VORLIEGENDE DATEN:
'''

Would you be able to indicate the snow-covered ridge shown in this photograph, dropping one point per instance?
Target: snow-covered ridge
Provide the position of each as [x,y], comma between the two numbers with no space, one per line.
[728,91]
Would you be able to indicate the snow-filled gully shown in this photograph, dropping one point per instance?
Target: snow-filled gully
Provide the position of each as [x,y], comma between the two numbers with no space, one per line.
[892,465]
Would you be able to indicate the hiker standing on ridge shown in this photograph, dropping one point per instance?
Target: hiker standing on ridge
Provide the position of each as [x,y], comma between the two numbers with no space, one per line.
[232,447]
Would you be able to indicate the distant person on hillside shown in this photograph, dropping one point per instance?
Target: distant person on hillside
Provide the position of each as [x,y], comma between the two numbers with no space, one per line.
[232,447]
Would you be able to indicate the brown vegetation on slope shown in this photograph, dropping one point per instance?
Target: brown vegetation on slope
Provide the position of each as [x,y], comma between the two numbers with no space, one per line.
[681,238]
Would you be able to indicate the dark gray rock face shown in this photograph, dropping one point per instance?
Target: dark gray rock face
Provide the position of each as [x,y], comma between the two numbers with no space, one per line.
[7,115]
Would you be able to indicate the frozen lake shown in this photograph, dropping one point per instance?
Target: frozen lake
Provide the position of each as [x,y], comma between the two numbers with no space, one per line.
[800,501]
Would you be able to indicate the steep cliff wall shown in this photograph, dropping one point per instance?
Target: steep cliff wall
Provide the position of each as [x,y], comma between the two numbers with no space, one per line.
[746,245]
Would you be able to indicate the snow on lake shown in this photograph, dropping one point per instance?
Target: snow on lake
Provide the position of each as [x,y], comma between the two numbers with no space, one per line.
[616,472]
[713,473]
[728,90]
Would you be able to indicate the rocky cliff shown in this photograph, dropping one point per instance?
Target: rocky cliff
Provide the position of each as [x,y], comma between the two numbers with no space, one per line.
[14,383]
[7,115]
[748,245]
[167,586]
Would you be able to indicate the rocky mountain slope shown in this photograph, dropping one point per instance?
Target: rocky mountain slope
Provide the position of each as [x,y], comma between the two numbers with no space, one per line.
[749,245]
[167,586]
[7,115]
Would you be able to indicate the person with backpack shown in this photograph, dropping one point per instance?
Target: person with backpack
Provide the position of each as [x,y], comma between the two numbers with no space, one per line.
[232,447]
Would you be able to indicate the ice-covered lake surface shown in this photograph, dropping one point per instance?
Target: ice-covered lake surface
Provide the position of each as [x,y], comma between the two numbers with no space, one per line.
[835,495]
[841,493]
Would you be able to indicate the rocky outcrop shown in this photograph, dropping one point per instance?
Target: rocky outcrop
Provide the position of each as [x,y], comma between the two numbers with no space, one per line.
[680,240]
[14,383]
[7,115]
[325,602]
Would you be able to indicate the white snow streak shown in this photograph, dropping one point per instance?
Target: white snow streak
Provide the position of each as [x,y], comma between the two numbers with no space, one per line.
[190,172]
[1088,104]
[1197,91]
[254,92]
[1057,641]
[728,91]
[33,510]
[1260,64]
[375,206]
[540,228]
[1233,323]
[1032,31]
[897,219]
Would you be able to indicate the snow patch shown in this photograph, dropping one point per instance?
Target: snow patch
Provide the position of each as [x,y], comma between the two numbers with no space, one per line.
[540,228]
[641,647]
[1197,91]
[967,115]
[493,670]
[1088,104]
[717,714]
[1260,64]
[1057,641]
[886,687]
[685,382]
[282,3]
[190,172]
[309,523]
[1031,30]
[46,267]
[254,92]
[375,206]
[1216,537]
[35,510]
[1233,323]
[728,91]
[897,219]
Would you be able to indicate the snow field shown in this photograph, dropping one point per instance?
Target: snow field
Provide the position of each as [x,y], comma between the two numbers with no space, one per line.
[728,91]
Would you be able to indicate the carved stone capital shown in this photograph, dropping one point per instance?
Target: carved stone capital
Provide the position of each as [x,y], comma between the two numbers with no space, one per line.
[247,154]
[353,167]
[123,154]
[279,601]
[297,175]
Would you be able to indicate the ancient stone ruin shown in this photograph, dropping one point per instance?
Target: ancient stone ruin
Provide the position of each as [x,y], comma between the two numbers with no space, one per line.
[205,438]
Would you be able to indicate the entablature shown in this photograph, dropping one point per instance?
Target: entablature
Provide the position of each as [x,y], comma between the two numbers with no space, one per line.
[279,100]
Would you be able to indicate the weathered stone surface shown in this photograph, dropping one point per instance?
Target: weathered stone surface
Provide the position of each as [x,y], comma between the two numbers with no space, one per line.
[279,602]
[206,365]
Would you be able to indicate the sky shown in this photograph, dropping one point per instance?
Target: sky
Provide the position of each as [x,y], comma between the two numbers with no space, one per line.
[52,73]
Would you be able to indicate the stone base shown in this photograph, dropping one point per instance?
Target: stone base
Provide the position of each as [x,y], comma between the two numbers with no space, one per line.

'''

DIE AUFGABE: Schreiben Sie die Zeilen der Datensätze wortgetreu ab, beginnend mit der Zeile, die „Would you be able to indicate the carved“ enthält, und endend mit dem Schluss der Datensätze. Beide Enden gehören dazu.

LÖSUNG:
Would you be able to indicate the carved stone capital shown in this photograph, dropping one point per instance?
Target: carved stone capital
Provide the position of each as [x,y], comma between the two numbers with no space, one per line.
[247,154]
[353,167]
[123,154]
[279,601]
[297,175]
Would you be able to indicate the ancient stone ruin shown in this photograph, dropping one point per instance?
Target: ancient stone ruin
Provide the position of each as [x,y], comma between the two numbers with no space, one per line.
[205,438]
Would you be able to indicate the entablature shown in this photograph, dropping one point per instance?
Target: entablature
Provide the position of each as [x,y], comma between the two numbers with no space, one per line.
[279,100]
Would you be able to indicate the weathered stone surface shown in this photograph, dropping one point per instance?
Target: weathered stone surface
Provide the position of each as [x,y], comma between the two numbers with no space, one per line.
[279,602]
[206,365]
Would you be able to indicate the sky shown in this photograph, dropping one point per instance?
Target: sky
Provide the position of each as [x,y], comma between the two numbers with no space, one per line.
[52,73]
Would you be able to indicate the stone base shown in this photograph, dropping one point per instance?
Target: stone base
Provide the position of each as [x,y], comma between the two numbers with no space, one per line.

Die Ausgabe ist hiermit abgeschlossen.